--- start of Quoted text ---

E, Clinton's (maybe) first international intervention was in that region, the ill fated Somilia effort that foundered after the "Blackhawk Down" incident. That pretty much killed the idea of intervention in Africa for a while. Very sad, because there are so many African situation that cry out for intervention, and it probably wouldn't take that much if somebody knew what they were doing. Rwanda is the primary example there.
There was a big, heartbreaking article on one small part of the Sudan situation in the NYT magazine last week
The Long Road From Sudan to America siliconinvestor.com
A bit:
As government troops cut a swath through southern Sudan, reportedly killing the adults and taking girls as slaves, scattered groups of surviving boys, suddenly orphaned, were discovered by the rebel army and pointed toward Ethiopia. Almost impossibly, their numbers swelled into the thousands, as more and more boys made their way toward safety in a kind of surreal diaspora, often following in the footsteps of their elders, who were now not much older than 12. Some intact families joined the march (Peter, Maduk and Riak made the trek with their parents and three of their sisters, all of whom were shot by government soldiers three years later), but unaccompanied boys still composed the majority.
By most accounts, the journey to Ethiopia took between 6 and 10 weeks. The boys foraged for what food they could find, surviving on leaves and berries and the occasional boon of a wart hog carcass. Some boys staved off dehydration by drinking their own urine. All the while, they tried to avoid other humans, since nearly anyone they encountered -- government troops, rebel recruitment squads, slave traders and rival tribes -- would very likely be hostile. The itinerant children traveled mostly under cover of darkness, hiding by day in forests and swamps.
Over time, many grew weak from hunger and exhaustion and fell behind, becoming easy prey for lions. Some of the boys were reportedly trampled by buffalo. When the marshlands of the west gave way to desertlike terrain, they found themselves with neither food nor water, and thousands, it has been estimated, died as a result. "How did I keep walking?" said one boy, describing the desert crossing to a writer visiting Kakuma. "When I saw a small boy walking, I would say: 'See this small boy? He is walking.' And I would carry on."
Near the Ethiopian border is a quick-flowing river called the Gilo, and many more of the Lost Boys died while attempting to cross it. Phillip, one of the boys in Grand Rapids, said that he had had good luck at the Gilo: he and seven friends were able to climb into two boats. Midway across the river, however, the second boat flipped. "Three drowned and one was eaten by a crocodile," he said. Then he gestured toward James, a quick-to-smile, gap-toothed boy sitting across the room. "He was with me then," Phillip said. "He is like my brother now."

--- end of Quoted text ---
--- start of Dataset content ---

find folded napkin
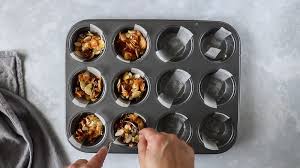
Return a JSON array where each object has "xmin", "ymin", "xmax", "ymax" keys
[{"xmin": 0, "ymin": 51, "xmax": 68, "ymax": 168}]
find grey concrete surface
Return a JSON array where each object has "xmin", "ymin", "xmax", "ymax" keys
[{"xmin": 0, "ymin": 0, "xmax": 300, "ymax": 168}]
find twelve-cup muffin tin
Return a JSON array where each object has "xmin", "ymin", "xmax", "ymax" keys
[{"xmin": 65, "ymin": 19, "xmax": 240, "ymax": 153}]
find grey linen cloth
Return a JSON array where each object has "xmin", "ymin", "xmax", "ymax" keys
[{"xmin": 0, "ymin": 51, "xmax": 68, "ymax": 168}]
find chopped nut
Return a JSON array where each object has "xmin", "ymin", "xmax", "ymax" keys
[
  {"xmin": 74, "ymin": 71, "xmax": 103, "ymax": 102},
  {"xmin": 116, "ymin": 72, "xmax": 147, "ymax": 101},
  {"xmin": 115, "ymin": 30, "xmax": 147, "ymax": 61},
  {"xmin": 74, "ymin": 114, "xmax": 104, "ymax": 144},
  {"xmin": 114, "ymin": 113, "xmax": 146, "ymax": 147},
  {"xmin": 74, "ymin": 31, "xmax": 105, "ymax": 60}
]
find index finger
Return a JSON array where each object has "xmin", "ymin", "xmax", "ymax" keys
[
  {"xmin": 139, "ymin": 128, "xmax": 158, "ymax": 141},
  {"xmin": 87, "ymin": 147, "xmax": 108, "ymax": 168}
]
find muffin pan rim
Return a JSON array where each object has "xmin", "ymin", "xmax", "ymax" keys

--- end of Dataset content ---

** Given instruction **
In the post about the boys who fled southern Sudan, how long did the journey to Ethiopia take by most accounts?

** Task output **
Between 6 and 10 weeks.